* [Given text]
----
Often, there are deep emotional needs or psychological patterns driving dysfunction. One founder might be conflict-avoidant, the other reactive. One might be unclear about boundaries; the other might be frustrated by a lack of ownership. But underneath all of that is a relational dance that needs to be understood and reshaped.
And when that dance changes—when the emotional and relational patterns start to shift—the business usually shifts with it. Better communication leads to better decisions. More containment leads to more clarity. Less resentment means more energy for product, team, and strategy.
This is why I believe cofounder coaching should begin with the emotional and relational work. If we jump straight into business structure without resolving the emotional patterns beneath, we’re just rearranging the furniture while the foundation is cracked.
Core Competencies and Theoretical Foundations
In my view, effective cofounder coaches need fluency in both psychology and business. That includes:
Systems theory
Couples therapy modalities (EFT, Gottman, Imago, etc.)
Conflict resolution
Organizational psychology
Narrative therapy and co-authoring frameworks
A deep understanding of startup dynamics: fundraising, product cycles, leadership roles, equity, and scaling
This is not just about insight or advice. It’s about helping cofounders build new patterns together. It’s experiential, dynamic, and strategic.
----
* [Information supplied]
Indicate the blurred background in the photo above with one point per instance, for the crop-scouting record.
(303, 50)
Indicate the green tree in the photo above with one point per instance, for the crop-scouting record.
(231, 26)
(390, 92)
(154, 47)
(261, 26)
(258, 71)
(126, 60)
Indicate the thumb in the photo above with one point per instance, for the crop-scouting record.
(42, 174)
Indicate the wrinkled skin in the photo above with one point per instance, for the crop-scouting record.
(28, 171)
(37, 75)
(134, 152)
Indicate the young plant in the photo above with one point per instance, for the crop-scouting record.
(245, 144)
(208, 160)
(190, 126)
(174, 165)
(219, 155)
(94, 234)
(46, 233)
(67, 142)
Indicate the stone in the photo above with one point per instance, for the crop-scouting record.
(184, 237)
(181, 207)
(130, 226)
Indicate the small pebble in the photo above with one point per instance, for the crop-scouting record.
----
* [Exercise tasks]
**A.** In the passage on cofounder coaching, what does more containment lead to?
**B.** List every area in which the passage on cofounder coaching says effective cofounder coaches need fluency.
**C.** Carry on writing the passage on cofounder coaching, starting after its final sentence.
The records aren't needed for any of this.

* [Results of the exercise]
**A.** More clarity.

**B.**
- Systems theory
- Couples therapy modalities (EFT, Gottman, Imago, etc.)
- Conflict resolution
- Organizational psychology
- Narrative therapy and co-authoring frameworks
- A deep understanding of startup dynamics: fundraising, product cycles, leadership roles, equity, and scaling

**C.**
Myths and Blind Spots in the Field
There are a few common misconceptions I see in the field:
Operator-turned-coaches often underestimate the emotional complexity of the cofounder relationship. Without deeper psychological training, they risk missing the real root of dysfunction.
Therapists often miss the business context. They might help the relationship but fail to translate that into organizational or structural change.
The idea that "relationship vs. business" is a real tradeoff is false. If one founder wants out, that’s a business decision too. Trying to force someone to stay creates more harm.
Emotional debt is real and accumulates over time. Avoiding hard conversations might protect short-term output but creates long-term damage.
The best coaching addresses both layers. It brings alignment, clarity, containment, and repair—which are all business-critical outcomes.
Supervision, Ethics, and Standardization
This work is emotionally taxing and ethically complex. It’s easy to get triangulated or to collude with a cofounder’s defenses. Without supervision, coaches risk reinforcing the very patterns they’re trying to shift.
We need peer supervision models. We need shared ethical standards. And we need training programs that integrate psychological insight with business literacy.
Barriers to Growth and Opportunities Ahead
Despite the importance of this work, the field still struggles to gain widespread recognition. Part of that is cultural: many investors and founders still unconsciously privilege execution over emotion. The startup world inherited a Cartesian bias that says emotion is separate from logic, and it’s simply not true.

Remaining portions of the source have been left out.